Work request -
Each line below must be transcribed with no word changed.

Dataset entries:
┏━━

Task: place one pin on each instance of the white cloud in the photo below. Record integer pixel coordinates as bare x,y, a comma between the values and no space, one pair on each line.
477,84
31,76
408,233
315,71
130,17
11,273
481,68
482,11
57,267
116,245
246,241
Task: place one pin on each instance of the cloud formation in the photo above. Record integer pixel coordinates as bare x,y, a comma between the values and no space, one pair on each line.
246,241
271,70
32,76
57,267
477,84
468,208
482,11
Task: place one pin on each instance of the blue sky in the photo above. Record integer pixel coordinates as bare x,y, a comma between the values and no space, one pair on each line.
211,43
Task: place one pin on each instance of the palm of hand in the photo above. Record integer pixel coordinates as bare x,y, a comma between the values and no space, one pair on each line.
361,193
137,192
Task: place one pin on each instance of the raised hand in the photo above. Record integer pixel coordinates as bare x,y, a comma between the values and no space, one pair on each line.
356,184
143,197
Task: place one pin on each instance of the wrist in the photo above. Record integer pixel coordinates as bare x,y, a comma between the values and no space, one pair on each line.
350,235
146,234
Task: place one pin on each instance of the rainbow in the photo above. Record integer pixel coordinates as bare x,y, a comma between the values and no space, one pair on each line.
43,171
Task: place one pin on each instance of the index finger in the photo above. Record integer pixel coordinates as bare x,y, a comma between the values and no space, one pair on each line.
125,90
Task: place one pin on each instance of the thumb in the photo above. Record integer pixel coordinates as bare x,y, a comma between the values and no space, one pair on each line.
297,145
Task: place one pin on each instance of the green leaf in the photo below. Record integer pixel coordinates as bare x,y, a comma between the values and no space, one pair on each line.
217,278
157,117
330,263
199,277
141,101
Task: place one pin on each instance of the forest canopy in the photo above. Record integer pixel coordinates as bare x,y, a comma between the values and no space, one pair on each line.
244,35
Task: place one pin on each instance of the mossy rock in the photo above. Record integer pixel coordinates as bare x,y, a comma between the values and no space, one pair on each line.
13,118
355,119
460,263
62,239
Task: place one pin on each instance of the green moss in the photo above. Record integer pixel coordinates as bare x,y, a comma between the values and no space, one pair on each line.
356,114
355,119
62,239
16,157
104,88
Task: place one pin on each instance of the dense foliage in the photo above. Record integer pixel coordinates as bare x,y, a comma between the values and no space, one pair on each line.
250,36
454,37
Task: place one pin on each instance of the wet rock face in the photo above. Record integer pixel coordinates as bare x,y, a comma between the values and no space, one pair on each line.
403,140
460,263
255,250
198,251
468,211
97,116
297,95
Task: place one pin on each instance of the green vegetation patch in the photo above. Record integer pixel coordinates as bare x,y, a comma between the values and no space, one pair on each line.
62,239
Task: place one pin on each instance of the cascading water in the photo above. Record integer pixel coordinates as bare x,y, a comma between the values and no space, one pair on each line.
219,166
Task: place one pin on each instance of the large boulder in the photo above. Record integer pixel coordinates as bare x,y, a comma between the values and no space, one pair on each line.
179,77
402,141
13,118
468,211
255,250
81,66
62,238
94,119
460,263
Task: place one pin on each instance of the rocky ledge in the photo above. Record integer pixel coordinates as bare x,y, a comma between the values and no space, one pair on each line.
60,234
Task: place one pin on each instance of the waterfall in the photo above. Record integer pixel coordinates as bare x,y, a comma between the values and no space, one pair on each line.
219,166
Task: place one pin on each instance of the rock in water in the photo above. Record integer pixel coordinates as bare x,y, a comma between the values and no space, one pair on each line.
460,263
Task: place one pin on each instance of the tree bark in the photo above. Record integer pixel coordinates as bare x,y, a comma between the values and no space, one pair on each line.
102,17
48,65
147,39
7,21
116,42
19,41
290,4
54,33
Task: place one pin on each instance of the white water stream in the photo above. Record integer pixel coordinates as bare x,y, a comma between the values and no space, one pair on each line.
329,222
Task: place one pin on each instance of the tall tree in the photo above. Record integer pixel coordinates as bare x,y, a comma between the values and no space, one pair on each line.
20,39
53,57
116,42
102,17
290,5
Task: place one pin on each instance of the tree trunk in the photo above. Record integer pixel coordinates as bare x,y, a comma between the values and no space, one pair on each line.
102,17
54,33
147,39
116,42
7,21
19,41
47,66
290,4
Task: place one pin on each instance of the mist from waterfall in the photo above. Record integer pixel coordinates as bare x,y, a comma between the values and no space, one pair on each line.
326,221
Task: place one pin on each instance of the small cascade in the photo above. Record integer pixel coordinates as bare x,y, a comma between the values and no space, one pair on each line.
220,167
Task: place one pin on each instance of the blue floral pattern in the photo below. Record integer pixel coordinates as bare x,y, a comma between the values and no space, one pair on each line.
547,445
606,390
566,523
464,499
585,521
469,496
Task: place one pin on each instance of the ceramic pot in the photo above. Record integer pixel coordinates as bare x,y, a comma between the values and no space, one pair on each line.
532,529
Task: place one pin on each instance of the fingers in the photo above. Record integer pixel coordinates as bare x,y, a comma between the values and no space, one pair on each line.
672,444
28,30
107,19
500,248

┗━━

Reply -
Task: place one pin on each instance of the white cloud in the photo below. Record integer pixel coordinates as bare x,y, a comma between the values and no space, one pair on each line.
477,84
31,76
408,233
315,71
130,17
11,273
481,68
482,11
57,267
116,245
246,241
Task: place one pin on each instance of the cloud formation in the photo above. Record integer pixel coordinates as bare x,y, a comma between the values and no space, one pair on each line.
246,241
271,70
32,76
57,267
477,84
468,208
482,11
Task: place one pin on each instance of the blue sky in the photo above. Record integer pixel coordinates as bare x,y, a comma between the values and no space, one pair on each line.
211,43
Task: place one pin on each instance of the palm of hand in the photo above. Record integer pixel coordinates as bare x,y, a comma between the values and no space, one pair on each line.
361,193
137,192
Task: place one pin on each instance of the raised hand in the photo above. Record integer pixel coordinates as bare x,y, a comma between the values and no space, one pair on each line.
356,184
143,197
Task: place one pin on each instance of the wrist in the photo above. Record integer pixel coordinates as bare x,y, a comma between the values and no space, one pair on each line.
350,235
146,234
Task: place one pin on each instance of the rainbow in the photo above. Record integer pixel coordinates as bare x,y, a comma between the values and no space, one pair on each line.
43,171
Task: place one pin on each instance of the index finger in the photo above. Record integer pixel coordinates as bare x,y, a comma between the values and no space, one pair on each line.
125,90
Task: place one pin on each instance of the thumb in the photo above. Record integer pixel coordinates as bare x,y, a comma between the values and no space, one pair on each line.
297,145
Task: place one pin on each instance of the green leaf in the photo below. Record integer pixel coordinates as bare x,y, a comma between the values and no space, one pair on each line.
217,278
157,117
330,263
199,277
141,101
Task: place one pin on each instance of the forest canopy in the photo above. Record integer pixel coordinates as bare x,y, a comma between the values and no space, one pair on each line.
244,35
Task: place one pin on each instance of the mossy rock in the photo above. Record integer pixel coordinates as bare x,y, a comma between the values and no space, one pair on each line.
13,118
355,119
460,263
62,239
Task: place one pin on each instance of the green moss in the photo above. Record integer pixel coordinates as bare x,y, a comma between the values and no space, one pair on each line.
356,114
355,119
62,239
16,157
104,88
Task: place one pin on each instance of the dense foliage in the photo above. Record integer pixel coordinates as bare x,y, a comma between the values and no space, one pair on each line.
250,36
454,37
Task: place one pin on each instance of the wet rock face in the photo above. Record integer pixel coordinates as bare x,y, a comma between the values and no space, one pair on each line.
403,140
460,263
255,250
198,251
468,211
97,116
297,95
Task: place one pin on each instance of the green vegetation patch in the photo above. Record integer pixel coordinates as bare x,y, a comma between the values and no space, one pair on each line.
62,239
Task: place one pin on each instance of the cascading water in the photo above. Record integer pixel coordinates as bare x,y, a comma between the values and no space, one pair on each line.
219,166
Task: place one pin on each instance of the large boulder in the photo above. Record integer pixel coordinates as bare x,y, a comma between the values and no space, one pair on each line.
179,77
402,141
13,118
468,211
255,250
81,66
62,238
94,119
460,263
Task: place one pin on each instance of the rocky ledge in the photo above. Record integer pixel coordinates as bare x,y, a comma between the values and no space, one pair on each line.
60,234
Task: place one pin on each instance of the waterfall in the photo above. Record integer pixel coordinates as bare x,y, a comma between the values and no space, one pair on each line.
219,166
Task: place one pin on each instance of the rock in water in the photo above. Record integer pixel coordinates as bare x,y, a comma between the values and no space, one pair on each line.
460,263
Task: place one pin on each instance of the tree bark in the photo above. Record integer pixel coordinates as bare x,y, a comma between the values and no space, one pair on each line.
102,17
48,65
147,39
7,21
116,42
19,41
290,4
54,33
Task: place one pin on each instance of the white water stream in the photo above. Record integer pixel coordinates as bare x,y, a comma between the values and no space, one pair on each line.
329,222
Task: place one pin on each instance of the tall tree in the photo above. Record integer pixel coordinates as bare x,y, a comma between the values and no space, one pair on each line.
20,39
53,57
116,42
102,17
290,5
Task: place one pin on each instance of the tree trunk in the photo above. Record integer pixel coordinates as bare x,y, a comma between the values and no space, one pair on each line.
102,17
54,33
147,39
116,42
7,21
19,41
47,66
290,4
Task: place one pin on each instance of the mist from waterfall in the photo above. Record integer pixel coordinates as bare x,y, a comma between the values and no space, one pair on each line.
326,221
Task: place one pin on each instance of the small cascade in the photo above. Record integer pixel coordinates as bare x,y, a comma between the values and no space, one pair on each line.
220,167
Task: place one pin on each instance of the blue floral pattern in the photo below. Record integer pixel coordinates as bare x,y, a comma between the values and no space, one pair on each line.
547,445
606,390
566,523
464,499
585,521
469,496
Task: place one pin on each instance of the ceramic pot in the photo above. Record integer pixel coordinates as bare x,y, a comma between the values and no space, one pair on each line.
532,529
Task: place one pin on each instance of the fingers in the photo above. Record integer pixel coordinates as bare x,y, a comma between the values and no space, one pair on each line.
672,444
28,30
107,19
500,248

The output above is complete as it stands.